180 secondes de science, c'est court


« Ma thèse en 180 secondes » m’inspire un sentiment mitigé


Le 13 juin 2019, à Grenoble, des doctorants francophones de tous horizons s’affronteront lors de la finale du concours « ma thèse en 180 secondes ». Pas de violence pour autant, il leur « suffira » d’exposer leur travail de thèse « en français et en termes simples, à un auditoire profane et diversifié » en trois minutes chrono. J’en suis incapable et je veux bien confesser un fond d’admiration teinté de jalousie. C’est peut être ce qui m’inspire un sentiment mitigé quant à cet exercice.

Les finalistes (et les autres) réussissent magistralement à résumer leur question de recherche et son intérêt finalisé, donner un aperçu de leurs méthodes d’investigation et de leurs résultats les plus marquants, et ouvrir sur des perspectives à (très) long terme, le tout en 180 secondes. C’est un exercice tout aussi difficile que formateur. C’est certainement ce qui motive en partie les écoles doctorales des universités française à inclure la préparation au concours dans le catalogue des formations proposées aux doctorants. Pour satisfaire les exigences de l’exercice, il faut arriver à lever la tête du guidon (voire hors de l’eau), à prendre du recul et à donner du sens à son travail pour l’inscrire dans un contexte scientifique et sociétal plus large. Cela dénote d’une certaine maturité scientifique et professionnelle.
****************
→ Tâche demandée 1: Réécris sous forme de liste concise le paragraphe du texte qui commence par « Les finalistes (et les autres) réussissent magistralement », en conservant ses faits principaux.

Données enregistrées:
****************
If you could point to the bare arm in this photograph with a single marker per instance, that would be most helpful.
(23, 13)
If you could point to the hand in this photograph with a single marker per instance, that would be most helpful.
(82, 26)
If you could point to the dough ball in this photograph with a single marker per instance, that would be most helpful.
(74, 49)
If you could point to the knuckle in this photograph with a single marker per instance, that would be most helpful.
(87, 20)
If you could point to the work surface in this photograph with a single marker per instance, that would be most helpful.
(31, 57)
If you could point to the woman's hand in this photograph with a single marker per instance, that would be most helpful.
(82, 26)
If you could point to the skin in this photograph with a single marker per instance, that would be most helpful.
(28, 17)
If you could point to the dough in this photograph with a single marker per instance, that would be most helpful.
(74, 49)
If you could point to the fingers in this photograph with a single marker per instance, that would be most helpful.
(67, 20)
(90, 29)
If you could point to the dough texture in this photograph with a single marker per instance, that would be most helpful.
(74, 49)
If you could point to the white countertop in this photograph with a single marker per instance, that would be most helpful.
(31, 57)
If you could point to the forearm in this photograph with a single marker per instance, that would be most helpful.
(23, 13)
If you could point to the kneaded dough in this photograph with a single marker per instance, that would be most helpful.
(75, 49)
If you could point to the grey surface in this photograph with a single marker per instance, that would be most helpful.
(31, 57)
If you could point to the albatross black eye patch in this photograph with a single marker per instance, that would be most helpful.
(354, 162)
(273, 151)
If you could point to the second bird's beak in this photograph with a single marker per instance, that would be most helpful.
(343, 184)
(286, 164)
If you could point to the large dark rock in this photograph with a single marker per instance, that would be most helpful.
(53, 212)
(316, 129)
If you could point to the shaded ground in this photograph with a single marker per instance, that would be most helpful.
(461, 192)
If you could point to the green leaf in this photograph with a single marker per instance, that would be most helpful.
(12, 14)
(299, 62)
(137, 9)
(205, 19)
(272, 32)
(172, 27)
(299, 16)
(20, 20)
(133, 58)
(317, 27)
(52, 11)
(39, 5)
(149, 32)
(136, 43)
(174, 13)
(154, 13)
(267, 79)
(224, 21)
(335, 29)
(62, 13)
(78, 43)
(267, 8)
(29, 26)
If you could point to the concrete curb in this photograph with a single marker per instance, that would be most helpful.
****************
→ Tâche demandée 2: Renvoie à l'identique les lignes de la liste, de la ligne qui contient « If you could point to the second » jusqu'à la fin de la liste, ces deux bornes comprises.

→ Résultat attendu 1:
- En 180 secondes, les finalistes (et les autres) résument leur question de recherche et son intérêt, présentent un aperçu de leurs méthodes et de leurs principaux résultats, puis ouvrent sur des perspectives à très long terme.
- L'exercice est aussi difficile que formateur. C'est sans doute en partie pour cela que les écoles doctorales des universités françaises proposent la préparation au concours dans leur catalogue de formations.
- Il oblige à prendre du recul et à donner du sens à son travail en l'inscrivant dans un contexte scientifique et sociétal plus large.
- Cela témoigne d'une certaine maturité scientifique et professionnelle.

→ Résultat attendu 2:
If you could point to the second bird's beak in this photograph with a single marker per instance, that would be most helpful.
(343, 184)
(286, 164)
If you could point to the large dark rock in this photograph with a single marker per instance, that would be most helpful.
(53, 212)
(316, 129)
If you could point to the shaded ground in this photograph with a single marker per instance, that would be most helpful.
(461, 192)
If you could point to the green leaf in this photograph with a single marker per instance, that would be most helpful.
(12, 14)
(299, 62)
(137, 9)
(205, 19)
(272, 32)
(172, 27)
(299, 16)
(20, 20)
(133, 58)
(317, 27)
(52, 11)
(39, 5)
(149, 32)
(136, 43)
(174, 13)
(154, 13)
(267, 79)
(224, 21)
(335, 29)
(62, 13)
(78, 43)
(267, 8)
(29, 26)
If you could point to the concrete curb in this photograph with a single marker per instance, that would be most helpful.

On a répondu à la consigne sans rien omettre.